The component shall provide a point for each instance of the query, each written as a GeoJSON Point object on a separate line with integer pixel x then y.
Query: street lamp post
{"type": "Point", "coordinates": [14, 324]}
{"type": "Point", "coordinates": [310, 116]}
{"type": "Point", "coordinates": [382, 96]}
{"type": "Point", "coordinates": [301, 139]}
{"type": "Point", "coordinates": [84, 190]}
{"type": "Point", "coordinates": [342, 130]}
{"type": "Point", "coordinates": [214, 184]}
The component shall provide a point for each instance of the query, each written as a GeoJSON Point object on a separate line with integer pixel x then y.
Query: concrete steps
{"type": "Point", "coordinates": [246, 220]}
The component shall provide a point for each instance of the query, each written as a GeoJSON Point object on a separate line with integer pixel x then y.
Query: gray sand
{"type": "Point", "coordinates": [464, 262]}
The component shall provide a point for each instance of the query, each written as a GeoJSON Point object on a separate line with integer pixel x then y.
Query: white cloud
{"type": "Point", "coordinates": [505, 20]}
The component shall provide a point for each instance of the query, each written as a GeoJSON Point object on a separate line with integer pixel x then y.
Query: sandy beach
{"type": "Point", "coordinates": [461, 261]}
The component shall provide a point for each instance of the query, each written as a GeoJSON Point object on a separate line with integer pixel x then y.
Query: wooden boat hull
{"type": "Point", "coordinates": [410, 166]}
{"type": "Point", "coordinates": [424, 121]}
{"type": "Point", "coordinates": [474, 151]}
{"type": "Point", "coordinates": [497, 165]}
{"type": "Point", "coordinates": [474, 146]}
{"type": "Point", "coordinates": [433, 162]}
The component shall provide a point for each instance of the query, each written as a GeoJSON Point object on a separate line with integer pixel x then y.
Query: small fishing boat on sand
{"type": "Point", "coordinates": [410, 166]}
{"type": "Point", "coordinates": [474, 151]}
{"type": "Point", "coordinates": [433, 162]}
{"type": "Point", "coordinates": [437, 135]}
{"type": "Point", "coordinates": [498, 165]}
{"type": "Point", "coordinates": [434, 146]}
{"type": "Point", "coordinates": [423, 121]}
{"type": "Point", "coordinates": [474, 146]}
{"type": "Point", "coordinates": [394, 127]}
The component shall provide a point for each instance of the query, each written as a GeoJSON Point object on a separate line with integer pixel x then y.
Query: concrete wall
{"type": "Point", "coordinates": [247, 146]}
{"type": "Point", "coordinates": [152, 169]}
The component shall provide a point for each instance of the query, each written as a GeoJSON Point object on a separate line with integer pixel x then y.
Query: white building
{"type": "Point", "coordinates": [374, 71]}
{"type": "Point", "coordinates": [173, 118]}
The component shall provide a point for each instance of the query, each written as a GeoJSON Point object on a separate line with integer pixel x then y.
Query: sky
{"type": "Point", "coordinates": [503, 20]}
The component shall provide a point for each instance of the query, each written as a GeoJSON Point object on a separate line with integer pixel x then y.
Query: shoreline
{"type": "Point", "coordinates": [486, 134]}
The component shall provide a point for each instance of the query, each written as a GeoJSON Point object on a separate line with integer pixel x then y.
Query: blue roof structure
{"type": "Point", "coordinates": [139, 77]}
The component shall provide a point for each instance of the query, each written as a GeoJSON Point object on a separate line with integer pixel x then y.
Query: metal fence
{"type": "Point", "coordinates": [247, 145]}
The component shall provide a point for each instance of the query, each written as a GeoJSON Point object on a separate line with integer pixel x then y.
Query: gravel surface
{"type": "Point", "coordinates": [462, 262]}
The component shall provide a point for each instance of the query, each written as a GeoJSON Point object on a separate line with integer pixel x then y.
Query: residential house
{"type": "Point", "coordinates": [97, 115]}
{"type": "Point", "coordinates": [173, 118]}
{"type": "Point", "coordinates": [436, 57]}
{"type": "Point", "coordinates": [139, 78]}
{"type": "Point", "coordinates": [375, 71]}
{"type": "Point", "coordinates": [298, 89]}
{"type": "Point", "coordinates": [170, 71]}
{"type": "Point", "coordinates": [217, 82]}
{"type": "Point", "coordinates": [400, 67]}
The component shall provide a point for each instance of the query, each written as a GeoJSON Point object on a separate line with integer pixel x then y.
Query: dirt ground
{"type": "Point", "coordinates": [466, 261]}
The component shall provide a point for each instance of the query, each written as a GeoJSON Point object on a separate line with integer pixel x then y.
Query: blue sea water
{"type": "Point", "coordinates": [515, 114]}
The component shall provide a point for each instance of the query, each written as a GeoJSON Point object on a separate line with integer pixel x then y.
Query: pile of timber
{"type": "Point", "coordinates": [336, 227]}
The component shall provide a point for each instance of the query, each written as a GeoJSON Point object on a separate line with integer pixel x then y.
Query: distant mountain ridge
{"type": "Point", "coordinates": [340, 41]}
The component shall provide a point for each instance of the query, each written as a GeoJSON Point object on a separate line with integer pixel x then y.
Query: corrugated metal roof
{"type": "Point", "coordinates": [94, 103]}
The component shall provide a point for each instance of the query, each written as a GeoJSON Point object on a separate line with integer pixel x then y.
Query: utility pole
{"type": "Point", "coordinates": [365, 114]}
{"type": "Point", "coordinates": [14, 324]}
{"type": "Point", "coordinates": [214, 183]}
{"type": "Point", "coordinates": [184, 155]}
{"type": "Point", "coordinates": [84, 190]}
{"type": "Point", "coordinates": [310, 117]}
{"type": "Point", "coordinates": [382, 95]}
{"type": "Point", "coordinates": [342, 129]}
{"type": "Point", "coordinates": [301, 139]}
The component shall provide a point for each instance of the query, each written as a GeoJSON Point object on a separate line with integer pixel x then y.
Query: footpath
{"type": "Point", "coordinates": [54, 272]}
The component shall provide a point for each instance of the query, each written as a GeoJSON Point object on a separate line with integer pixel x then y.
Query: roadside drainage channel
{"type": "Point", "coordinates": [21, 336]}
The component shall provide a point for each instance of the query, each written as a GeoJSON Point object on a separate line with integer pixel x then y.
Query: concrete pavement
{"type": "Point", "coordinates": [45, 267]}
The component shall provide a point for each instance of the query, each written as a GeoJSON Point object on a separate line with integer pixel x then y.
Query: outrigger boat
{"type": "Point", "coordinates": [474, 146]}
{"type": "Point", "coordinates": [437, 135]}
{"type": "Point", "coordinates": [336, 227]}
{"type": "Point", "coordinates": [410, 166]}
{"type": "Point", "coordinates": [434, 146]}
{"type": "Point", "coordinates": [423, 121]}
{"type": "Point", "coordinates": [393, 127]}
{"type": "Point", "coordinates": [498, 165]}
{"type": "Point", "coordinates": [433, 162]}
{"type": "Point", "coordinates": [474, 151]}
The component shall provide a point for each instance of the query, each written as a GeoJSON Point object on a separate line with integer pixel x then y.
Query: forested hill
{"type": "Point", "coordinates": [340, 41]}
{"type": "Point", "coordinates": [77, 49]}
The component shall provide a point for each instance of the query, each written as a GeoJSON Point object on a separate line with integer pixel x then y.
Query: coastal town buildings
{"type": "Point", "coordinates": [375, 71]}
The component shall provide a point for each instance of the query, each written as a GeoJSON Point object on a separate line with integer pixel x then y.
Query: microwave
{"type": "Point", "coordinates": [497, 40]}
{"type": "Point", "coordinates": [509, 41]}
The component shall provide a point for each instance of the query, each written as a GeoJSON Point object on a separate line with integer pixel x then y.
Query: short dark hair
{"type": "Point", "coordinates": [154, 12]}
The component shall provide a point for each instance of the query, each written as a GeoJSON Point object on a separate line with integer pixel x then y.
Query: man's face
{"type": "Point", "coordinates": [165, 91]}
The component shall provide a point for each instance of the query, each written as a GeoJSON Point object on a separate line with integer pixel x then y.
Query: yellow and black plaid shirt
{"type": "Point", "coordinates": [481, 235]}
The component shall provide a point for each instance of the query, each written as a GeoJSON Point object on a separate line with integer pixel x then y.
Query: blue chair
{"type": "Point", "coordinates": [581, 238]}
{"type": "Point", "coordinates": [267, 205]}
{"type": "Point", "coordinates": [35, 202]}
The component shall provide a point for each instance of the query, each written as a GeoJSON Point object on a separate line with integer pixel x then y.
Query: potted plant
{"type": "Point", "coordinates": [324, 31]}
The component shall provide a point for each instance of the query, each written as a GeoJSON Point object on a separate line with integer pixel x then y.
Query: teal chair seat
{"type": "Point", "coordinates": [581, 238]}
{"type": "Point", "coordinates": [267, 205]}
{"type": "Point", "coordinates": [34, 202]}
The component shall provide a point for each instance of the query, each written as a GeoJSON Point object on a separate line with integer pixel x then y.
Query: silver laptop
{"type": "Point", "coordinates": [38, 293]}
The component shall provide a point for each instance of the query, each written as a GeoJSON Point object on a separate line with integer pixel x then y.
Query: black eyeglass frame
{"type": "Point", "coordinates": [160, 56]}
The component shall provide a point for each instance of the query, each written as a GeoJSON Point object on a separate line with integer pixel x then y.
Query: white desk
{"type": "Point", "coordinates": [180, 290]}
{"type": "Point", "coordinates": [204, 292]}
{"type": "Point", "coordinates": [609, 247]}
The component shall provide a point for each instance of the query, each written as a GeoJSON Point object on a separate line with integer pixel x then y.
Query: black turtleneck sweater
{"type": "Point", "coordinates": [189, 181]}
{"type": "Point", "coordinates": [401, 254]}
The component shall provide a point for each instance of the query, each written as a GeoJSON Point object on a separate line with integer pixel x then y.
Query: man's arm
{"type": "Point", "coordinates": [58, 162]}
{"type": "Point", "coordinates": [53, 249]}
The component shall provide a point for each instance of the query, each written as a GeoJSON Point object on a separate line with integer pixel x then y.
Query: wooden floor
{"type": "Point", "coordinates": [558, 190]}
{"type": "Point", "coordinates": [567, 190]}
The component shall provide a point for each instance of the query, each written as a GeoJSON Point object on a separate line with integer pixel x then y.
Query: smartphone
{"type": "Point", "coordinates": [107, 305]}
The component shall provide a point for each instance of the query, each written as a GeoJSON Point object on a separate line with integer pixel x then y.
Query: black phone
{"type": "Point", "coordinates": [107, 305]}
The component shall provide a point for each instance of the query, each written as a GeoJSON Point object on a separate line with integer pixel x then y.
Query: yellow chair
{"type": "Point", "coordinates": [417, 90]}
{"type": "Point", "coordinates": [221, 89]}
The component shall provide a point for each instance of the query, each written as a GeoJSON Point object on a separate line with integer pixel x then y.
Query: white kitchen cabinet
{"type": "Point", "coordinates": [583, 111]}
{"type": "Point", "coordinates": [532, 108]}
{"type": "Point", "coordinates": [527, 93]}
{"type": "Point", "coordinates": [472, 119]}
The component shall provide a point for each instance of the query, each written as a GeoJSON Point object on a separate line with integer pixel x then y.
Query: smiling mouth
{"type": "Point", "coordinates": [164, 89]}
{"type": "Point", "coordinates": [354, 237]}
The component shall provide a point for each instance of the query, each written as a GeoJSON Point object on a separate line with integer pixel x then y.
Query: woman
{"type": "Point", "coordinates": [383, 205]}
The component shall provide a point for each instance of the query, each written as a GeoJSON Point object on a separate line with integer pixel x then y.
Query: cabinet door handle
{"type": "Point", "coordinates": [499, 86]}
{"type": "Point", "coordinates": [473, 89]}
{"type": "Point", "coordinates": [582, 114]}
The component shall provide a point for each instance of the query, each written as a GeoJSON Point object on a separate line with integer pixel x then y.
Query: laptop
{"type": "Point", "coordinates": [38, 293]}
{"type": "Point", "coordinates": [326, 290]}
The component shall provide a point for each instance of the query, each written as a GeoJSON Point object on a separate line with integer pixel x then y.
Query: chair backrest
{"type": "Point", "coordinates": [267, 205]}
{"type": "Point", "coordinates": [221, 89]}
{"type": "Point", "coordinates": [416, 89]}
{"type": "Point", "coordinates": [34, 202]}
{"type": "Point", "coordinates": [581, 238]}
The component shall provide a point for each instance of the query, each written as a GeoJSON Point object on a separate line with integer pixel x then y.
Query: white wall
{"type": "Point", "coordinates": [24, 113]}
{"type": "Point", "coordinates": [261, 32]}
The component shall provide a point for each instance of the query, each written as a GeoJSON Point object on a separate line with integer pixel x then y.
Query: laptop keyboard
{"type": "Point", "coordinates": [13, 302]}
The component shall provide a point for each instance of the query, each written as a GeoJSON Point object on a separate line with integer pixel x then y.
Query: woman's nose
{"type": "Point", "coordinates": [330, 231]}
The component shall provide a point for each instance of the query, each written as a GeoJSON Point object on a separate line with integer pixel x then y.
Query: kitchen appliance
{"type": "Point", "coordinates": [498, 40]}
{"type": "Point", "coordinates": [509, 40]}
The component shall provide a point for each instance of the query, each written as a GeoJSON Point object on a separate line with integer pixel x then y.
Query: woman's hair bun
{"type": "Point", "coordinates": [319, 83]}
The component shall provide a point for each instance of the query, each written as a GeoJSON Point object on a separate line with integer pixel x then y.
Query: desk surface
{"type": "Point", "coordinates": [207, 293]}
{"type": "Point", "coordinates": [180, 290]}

_Task to complete_. Pick out every line of the entries above that contains the string "laptop", and copy each one in full. Case counts.

_Completed task_.
Query: silver laptop
Query: laptop
Query: laptop keyboard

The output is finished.